Exercise directions.
Please carry over every line of the records below, starting at the line that contains "the white parchment" and ending after the final line of the records. Keep each line as it is, except add 14 to every number in the point coordinates.

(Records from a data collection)
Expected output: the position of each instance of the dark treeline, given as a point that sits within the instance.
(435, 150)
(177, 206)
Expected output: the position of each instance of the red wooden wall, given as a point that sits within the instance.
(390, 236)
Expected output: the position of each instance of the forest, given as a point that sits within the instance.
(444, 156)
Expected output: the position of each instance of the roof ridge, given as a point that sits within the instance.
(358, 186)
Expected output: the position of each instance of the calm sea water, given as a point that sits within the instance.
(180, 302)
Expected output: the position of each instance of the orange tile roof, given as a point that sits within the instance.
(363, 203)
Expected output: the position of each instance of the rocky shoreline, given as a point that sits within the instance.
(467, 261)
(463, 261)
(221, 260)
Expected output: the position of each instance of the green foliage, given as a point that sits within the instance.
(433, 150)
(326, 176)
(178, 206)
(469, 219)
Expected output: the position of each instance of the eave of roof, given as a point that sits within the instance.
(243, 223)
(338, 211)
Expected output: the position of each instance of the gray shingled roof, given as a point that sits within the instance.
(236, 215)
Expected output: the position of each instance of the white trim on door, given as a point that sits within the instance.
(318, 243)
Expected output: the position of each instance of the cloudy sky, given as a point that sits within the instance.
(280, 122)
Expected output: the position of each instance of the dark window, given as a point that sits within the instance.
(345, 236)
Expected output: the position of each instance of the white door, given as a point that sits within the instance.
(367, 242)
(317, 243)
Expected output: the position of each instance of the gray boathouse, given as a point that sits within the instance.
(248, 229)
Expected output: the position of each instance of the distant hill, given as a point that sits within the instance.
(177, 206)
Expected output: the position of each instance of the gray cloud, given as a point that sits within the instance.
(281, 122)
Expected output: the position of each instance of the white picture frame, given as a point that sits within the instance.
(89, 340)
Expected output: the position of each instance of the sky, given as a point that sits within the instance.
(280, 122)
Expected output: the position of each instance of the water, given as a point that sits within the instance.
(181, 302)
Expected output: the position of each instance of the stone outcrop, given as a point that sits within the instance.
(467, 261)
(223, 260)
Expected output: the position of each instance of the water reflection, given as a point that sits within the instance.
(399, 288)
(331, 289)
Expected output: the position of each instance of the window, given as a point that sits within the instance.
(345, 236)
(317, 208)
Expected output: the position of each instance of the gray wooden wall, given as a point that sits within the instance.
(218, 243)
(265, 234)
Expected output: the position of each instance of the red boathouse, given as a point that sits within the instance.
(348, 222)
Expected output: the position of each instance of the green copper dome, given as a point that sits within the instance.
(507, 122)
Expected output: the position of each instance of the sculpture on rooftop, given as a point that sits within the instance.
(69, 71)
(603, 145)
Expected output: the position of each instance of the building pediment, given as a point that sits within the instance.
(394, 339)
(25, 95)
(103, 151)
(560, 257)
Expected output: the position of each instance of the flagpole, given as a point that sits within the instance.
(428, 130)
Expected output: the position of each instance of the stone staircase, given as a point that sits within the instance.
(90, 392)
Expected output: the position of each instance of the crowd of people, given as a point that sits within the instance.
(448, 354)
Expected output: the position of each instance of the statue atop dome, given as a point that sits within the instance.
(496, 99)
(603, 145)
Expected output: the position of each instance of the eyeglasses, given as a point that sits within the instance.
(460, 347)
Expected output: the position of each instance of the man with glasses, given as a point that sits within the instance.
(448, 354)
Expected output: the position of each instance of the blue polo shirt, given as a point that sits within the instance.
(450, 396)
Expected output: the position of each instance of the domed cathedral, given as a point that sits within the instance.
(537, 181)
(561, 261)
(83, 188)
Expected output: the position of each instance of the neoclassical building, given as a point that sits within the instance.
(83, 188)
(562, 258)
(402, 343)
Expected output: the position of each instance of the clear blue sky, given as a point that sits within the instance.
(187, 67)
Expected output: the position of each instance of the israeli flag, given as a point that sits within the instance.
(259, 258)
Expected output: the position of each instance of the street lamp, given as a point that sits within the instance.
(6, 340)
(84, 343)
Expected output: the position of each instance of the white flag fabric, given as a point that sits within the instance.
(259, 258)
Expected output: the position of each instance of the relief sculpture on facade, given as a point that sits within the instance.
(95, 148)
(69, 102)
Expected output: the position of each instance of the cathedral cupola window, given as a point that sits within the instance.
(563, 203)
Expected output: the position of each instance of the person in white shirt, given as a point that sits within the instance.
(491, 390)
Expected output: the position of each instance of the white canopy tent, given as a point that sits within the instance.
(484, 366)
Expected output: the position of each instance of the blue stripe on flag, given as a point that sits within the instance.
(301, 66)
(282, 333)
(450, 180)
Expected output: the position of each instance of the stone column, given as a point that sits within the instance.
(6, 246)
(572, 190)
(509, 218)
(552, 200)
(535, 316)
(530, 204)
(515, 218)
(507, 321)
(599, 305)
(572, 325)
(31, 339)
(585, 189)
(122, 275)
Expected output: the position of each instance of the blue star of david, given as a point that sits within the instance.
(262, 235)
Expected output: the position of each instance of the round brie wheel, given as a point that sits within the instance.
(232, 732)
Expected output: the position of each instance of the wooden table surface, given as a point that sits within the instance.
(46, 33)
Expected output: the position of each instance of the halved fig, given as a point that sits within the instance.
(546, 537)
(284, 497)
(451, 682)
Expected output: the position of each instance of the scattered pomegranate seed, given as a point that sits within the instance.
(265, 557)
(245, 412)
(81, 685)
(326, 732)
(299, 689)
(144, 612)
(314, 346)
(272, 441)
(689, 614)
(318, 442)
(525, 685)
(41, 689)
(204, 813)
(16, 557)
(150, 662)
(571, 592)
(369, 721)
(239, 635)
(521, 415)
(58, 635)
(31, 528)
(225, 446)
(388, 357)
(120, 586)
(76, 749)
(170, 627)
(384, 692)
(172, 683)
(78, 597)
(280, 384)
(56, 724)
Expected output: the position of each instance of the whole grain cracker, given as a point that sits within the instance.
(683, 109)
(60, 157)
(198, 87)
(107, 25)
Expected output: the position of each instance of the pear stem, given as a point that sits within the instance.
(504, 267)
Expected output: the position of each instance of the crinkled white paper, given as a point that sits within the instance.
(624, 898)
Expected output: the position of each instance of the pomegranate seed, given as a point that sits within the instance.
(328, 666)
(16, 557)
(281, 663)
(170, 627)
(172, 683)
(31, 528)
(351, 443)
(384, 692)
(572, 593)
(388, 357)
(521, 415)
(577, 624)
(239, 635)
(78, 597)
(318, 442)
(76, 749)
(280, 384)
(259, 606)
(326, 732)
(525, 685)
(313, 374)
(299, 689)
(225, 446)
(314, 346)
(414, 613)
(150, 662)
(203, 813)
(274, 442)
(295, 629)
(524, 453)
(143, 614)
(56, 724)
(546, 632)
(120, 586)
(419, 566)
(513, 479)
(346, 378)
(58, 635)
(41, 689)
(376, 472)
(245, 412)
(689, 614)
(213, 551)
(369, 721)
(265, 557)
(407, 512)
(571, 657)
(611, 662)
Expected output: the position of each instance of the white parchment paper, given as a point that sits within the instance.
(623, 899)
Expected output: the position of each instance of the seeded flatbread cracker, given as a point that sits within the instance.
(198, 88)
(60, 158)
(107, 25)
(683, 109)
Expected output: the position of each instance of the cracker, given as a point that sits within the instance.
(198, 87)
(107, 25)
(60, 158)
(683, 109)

Task answer.
Expected output: the position of each instance of the white parchment paper, given as a point that sits within the instance.
(637, 913)
Expected output: the position of each instance of the seeded flatbread cracker, given as a point that sits within the instance.
(212, 102)
(74, 172)
(121, 39)
(697, 123)
Expected output: the position of each instance of the cracker, given as a point that sits within the instance.
(212, 101)
(121, 39)
(74, 172)
(697, 123)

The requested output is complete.